* _O que se pede_
Por favor, reproduza sem nenhuma alteração a passagem do texto sobre a criação de uma criança que vai de "Contudo, em todas" até "diferença para melhor.".

* _Trecho selecionado_
Diz a lenda que Rômulo e Rêmulo, os fundadores de Roma, foram amamentados por uma loba, após terem se salvado das águas do rio Tibre, onde foram atirados pelo seu tio Amúlio. Poderíamos, portanto, ter em conta esta lenda para marcar a fronteira entre a pior forma possível de um ser humano ser criado, qual seja, por uma loba (ou por chipanzés, como Tarzan) e ser deixado morrer, à própria sorte. Na outra ponta, qual seria, de forma extrema, o melhor para uma criança? Possivelmente, uma família de pai e mãe heterosexuais, fiéis entre si, bem-educados, milionários e amorosos.
Entre estas duas fronteiras do caso em questão, é possível perceber uma infinidade de situações em que uma criança pode ser criada, segundo uma variedade e combinação extensa de oportunidades e percalços: os pais podem ser saudáveis ou doentes, jovens ou idosos, amorosos ou rudes, bem-educados ou ignorantes; podem ser viúvos ou oriundos de outro casamento; podem viver em um país desenvolvido ou extramamente atrasado, e muito mais.
Contudo, em todas estas formas de convívio social, seja qual for a situação, intermediárias entre a pior possível e a melhor possível, sempre a criança terá um destino melhor do que entregue à própria sorte. Logicamente, o ideal seria, como já salientado, que todas as crianças do mundo vivessem no seio de uma família rica, saudável, bem-educada e amorosa. Mas sabemos que há crianças abandonadas, sem nenhum tipo de assistência, a quem um simples teto, por simples que seja, já faz a diferença para melhor.

* _Seção de dados_

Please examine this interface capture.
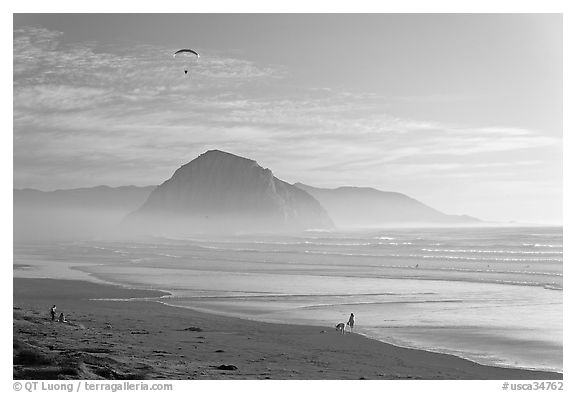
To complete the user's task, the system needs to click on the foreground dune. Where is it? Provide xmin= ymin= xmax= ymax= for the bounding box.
xmin=13 ymin=279 xmax=562 ymax=380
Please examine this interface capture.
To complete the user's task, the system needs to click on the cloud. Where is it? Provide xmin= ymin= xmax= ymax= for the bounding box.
xmin=13 ymin=28 xmax=561 ymax=194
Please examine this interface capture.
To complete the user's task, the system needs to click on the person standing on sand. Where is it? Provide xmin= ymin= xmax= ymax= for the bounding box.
xmin=346 ymin=313 xmax=355 ymax=333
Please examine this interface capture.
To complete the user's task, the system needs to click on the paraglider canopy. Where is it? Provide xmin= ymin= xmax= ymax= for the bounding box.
xmin=173 ymin=49 xmax=200 ymax=58
xmin=172 ymin=49 xmax=200 ymax=74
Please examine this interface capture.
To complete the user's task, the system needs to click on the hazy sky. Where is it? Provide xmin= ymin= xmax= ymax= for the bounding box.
xmin=14 ymin=14 xmax=562 ymax=223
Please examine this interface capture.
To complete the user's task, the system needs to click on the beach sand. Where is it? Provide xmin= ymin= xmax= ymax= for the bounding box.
xmin=13 ymin=278 xmax=562 ymax=380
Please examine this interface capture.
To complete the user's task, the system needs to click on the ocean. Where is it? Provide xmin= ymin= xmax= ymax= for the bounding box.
xmin=14 ymin=227 xmax=563 ymax=372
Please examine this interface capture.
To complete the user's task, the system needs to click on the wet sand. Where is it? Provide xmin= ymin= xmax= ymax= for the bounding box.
xmin=13 ymin=278 xmax=562 ymax=380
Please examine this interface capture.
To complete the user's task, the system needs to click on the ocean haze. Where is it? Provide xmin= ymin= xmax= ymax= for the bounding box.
xmin=14 ymin=150 xmax=487 ymax=240
xmin=13 ymin=14 xmax=562 ymax=223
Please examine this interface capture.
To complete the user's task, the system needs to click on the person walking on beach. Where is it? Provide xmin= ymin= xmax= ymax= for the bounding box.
xmin=346 ymin=313 xmax=354 ymax=333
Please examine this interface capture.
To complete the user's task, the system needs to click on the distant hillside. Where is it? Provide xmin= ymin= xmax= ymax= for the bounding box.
xmin=126 ymin=150 xmax=333 ymax=233
xmin=294 ymin=183 xmax=480 ymax=228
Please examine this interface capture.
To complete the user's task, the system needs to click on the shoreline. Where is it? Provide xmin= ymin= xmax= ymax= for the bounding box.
xmin=13 ymin=278 xmax=563 ymax=380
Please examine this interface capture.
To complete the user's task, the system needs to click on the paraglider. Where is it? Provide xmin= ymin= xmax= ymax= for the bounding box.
xmin=172 ymin=49 xmax=200 ymax=74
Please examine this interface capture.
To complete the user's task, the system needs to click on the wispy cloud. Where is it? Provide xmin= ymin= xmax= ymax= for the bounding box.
xmin=13 ymin=28 xmax=561 ymax=202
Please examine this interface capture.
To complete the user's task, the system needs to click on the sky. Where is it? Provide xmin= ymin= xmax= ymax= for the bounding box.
xmin=13 ymin=14 xmax=562 ymax=224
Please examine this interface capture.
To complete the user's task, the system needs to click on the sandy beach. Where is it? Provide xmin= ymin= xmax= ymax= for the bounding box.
xmin=13 ymin=278 xmax=562 ymax=380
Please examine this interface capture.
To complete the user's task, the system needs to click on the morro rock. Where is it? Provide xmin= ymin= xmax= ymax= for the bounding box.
xmin=125 ymin=150 xmax=333 ymax=233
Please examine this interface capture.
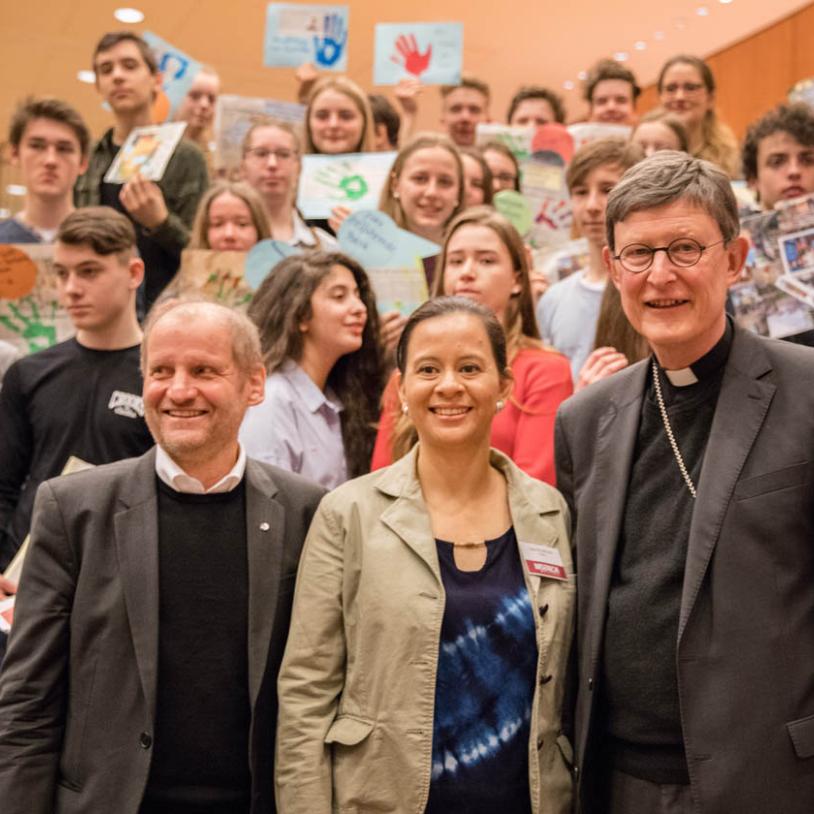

* _Resolução do problema_
Contudo, em todas estas formas de convívio social, seja qual for a situação, intermediárias entre a pior possível e a melhor possível, sempre a criança terá um destino melhor do que entregue à própria sorte. Logicamente, o ideal seria, como já salientado, que todas as crianças do mundo vivessem no seio de uma família rica, saudável, bem-educada e amorosa. Mas sabemos que há crianças abandonadas, sem nenhum tipo de assistência, a quem um simples teto, por simples que seja, já faz a diferença para melhor.